**Goal of the exercise:** Give a verbatim quotation of every record.

────────────────────────────────────────

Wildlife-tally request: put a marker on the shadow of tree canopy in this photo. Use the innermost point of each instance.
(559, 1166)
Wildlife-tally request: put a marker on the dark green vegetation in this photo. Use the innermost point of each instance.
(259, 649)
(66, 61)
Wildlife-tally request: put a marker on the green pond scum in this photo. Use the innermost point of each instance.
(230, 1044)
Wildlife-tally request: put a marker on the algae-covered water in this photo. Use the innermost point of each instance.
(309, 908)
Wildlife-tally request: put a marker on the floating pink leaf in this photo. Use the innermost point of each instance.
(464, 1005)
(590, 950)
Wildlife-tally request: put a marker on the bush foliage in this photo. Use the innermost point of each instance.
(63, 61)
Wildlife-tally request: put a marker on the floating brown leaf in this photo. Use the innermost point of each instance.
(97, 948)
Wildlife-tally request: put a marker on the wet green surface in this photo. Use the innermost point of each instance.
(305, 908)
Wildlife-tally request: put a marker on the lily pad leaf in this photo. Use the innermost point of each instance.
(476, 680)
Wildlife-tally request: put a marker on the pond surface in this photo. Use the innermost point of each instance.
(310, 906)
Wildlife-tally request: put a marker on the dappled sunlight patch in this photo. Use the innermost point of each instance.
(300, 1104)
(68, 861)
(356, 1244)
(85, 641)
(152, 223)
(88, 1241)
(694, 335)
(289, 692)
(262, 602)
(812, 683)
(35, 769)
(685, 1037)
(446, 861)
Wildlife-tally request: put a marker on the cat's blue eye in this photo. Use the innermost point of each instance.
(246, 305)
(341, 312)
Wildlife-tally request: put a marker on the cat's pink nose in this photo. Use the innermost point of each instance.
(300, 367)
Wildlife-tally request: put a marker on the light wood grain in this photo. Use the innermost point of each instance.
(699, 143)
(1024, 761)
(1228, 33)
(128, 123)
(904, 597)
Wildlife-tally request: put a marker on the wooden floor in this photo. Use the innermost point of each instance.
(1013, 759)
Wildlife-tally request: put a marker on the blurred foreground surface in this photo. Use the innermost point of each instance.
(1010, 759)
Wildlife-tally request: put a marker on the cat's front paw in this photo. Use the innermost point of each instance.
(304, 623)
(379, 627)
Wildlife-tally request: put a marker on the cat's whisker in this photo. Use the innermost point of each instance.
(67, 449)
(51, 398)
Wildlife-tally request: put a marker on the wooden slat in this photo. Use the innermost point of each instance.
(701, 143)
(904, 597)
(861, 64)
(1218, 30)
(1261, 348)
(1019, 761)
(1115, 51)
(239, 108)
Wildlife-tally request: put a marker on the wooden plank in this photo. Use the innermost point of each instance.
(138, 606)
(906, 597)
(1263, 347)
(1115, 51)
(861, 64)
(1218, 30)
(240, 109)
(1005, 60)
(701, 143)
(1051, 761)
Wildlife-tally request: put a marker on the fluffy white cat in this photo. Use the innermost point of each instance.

────────────────────────────────────────

**Response to this task:**
Wildlife-tally request: put a marker on the shadow of tree canopy in this photo. Use the innermost point of each instance.
(559, 1166)
Wildlife-tally request: put a marker on the dark green vegetation in this photo. Use the innermost point of each instance.
(259, 649)
(66, 61)
Wildlife-tally request: put a marker on the green pond scum in this photo. Use the innermost point of each instance.
(230, 1044)
Wildlife-tally request: put a marker on the algae-covered water in this photo. Use the innermost point of each instance.
(309, 908)
Wildlife-tally request: put a marker on the floating pink leaf in this photo. Use the innermost point of each instance.
(464, 1005)
(590, 950)
Wildlife-tally request: put a marker on the bush foliage in this photo. Use the innermost point of each instance.
(63, 61)
Wildlife-tally request: put a marker on the floating brown leaf in this photo. Use the innermost point of each instance.
(97, 948)
Wildlife-tally request: put a marker on the wet green surface in this photo. Use the innermost point of each instance.
(305, 908)
Wildlife-tally request: put a marker on the lily pad leaf in this photo. Use the innermost point of each instance.
(476, 680)
Wildlife-tally request: put a marker on the pond surface in this photo. Use the innermost point of each instance.
(310, 906)
Wildlife-tally request: put a marker on the dappled sunlight patch in this photo. Use the innermost point of each instance.
(300, 1104)
(68, 861)
(356, 1244)
(85, 641)
(152, 223)
(88, 1241)
(694, 335)
(289, 692)
(262, 602)
(812, 683)
(35, 769)
(685, 1037)
(446, 861)
Wildlife-tally request: put a marker on the cat's blue eye in this photo. Use the innermost point of each instance.
(246, 305)
(341, 312)
Wildlife-tally request: put a marker on the cat's pink nose in this photo. Use the innermost point of each instance.
(300, 367)
Wildlife-tally request: put a marker on the light wood grain in this photo. Use the innermost point of each instance.
(699, 143)
(1024, 761)
(1228, 33)
(128, 123)
(904, 597)
Wildlife-tally request: put a marker on the wooden floor in this photo. Use the innermost point of each instance.
(1013, 759)
Wildlife-tally request: put a marker on the blurred foreground surface in this photo. Use the innermost point of each instance.
(1010, 759)
Wildlife-tally request: put a marker on the cat's front paw in this photo. Use the innermost point of each instance.
(304, 623)
(379, 627)
Wildlife-tally request: put a marker on the cat's whisker in this photo. Use the innermost point of each instance.
(67, 449)
(51, 398)
Wildlife-tally request: put a marker on the wooden slat in this photo. Use the innermost point of each instance.
(701, 143)
(904, 597)
(861, 64)
(1218, 30)
(1261, 348)
(1019, 761)
(1115, 51)
(239, 108)
Wildlife-tally request: put a marker on the wooden plank in this photo. Use the innermost point of each instance.
(138, 606)
(906, 597)
(1263, 347)
(1115, 51)
(861, 64)
(1218, 30)
(240, 109)
(1005, 60)
(701, 143)
(1051, 761)
Wildlife-tally request: put a marker on the fluffy white cat in this photo. Use the innermost point of each instance.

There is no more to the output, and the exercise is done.